Given data:
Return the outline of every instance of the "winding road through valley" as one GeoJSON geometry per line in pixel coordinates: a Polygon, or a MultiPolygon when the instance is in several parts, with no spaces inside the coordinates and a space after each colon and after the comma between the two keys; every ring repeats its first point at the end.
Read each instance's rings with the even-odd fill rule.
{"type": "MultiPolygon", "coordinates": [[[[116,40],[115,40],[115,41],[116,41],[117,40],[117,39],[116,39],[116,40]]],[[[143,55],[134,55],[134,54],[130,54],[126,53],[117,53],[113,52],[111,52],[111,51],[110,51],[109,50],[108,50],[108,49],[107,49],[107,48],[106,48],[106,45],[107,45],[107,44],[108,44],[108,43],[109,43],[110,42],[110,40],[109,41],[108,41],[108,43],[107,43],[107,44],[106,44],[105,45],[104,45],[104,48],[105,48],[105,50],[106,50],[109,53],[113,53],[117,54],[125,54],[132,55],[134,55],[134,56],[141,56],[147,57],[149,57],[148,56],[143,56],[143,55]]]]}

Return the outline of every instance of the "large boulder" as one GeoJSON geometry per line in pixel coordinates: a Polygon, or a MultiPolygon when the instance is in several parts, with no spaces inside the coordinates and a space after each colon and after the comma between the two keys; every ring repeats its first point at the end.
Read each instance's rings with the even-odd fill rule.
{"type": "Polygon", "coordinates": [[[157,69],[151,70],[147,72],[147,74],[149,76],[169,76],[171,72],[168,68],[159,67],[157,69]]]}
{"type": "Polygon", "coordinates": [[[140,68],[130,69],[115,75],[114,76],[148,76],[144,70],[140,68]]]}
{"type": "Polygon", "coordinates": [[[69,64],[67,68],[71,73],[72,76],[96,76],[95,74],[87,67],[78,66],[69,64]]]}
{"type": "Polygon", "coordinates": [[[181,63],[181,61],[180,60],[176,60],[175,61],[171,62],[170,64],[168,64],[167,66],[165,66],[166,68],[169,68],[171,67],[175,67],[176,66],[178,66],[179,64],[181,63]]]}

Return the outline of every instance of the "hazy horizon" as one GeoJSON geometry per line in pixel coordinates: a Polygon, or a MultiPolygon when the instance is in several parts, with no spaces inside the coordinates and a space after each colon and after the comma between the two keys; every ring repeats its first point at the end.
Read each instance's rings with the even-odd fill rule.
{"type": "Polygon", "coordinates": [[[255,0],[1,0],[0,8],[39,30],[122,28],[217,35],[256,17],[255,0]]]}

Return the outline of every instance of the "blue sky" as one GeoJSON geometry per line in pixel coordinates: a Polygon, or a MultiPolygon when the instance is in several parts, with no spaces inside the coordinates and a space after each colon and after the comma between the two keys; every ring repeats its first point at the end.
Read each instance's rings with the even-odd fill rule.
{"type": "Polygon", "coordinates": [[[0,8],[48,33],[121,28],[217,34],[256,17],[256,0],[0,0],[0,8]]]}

Your instructions:
Extract every line of the material above that contains the string "Return", reproducing each one in full and in its original order.

The response:
Return the outline of every instance of the "winding road through valley" as one GeoJSON geometry per line in pixel coordinates: a Polygon, or a MultiPolygon when the instance is in several parts, with no spaces inside the coordinates and a space after each colon and after the comma between the two keys; every ring repeats its first point at the end.
Return the outline of every instance of the "large boulder" as one GeoJSON geometry per line in pixel coordinates: a Polygon, or a MultiPolygon when the instance is in several parts, with no spaces inside the coordinates and a space after each colon and after the comma between the two keys; every ring repeats its first point at the end.
Return the outline of every instance of the "hazy horizon" as one GeoJSON geometry per line in pixel coordinates: a Polygon, or a MultiPolygon when the instance is in several parts, with no spaces inside the coordinates and a space after each colon and after the comma between the two keys; every ring repeats its first point at the end.
Return the outline of every instance of the "blue sky" as one GeoJSON geometry per line in pixel coordinates: a Polygon, or a MultiPolygon when the instance is in several parts, with no spaces inside the coordinates and a space after each colon and after the comma between the two keys; every ring repeats its first point at the end.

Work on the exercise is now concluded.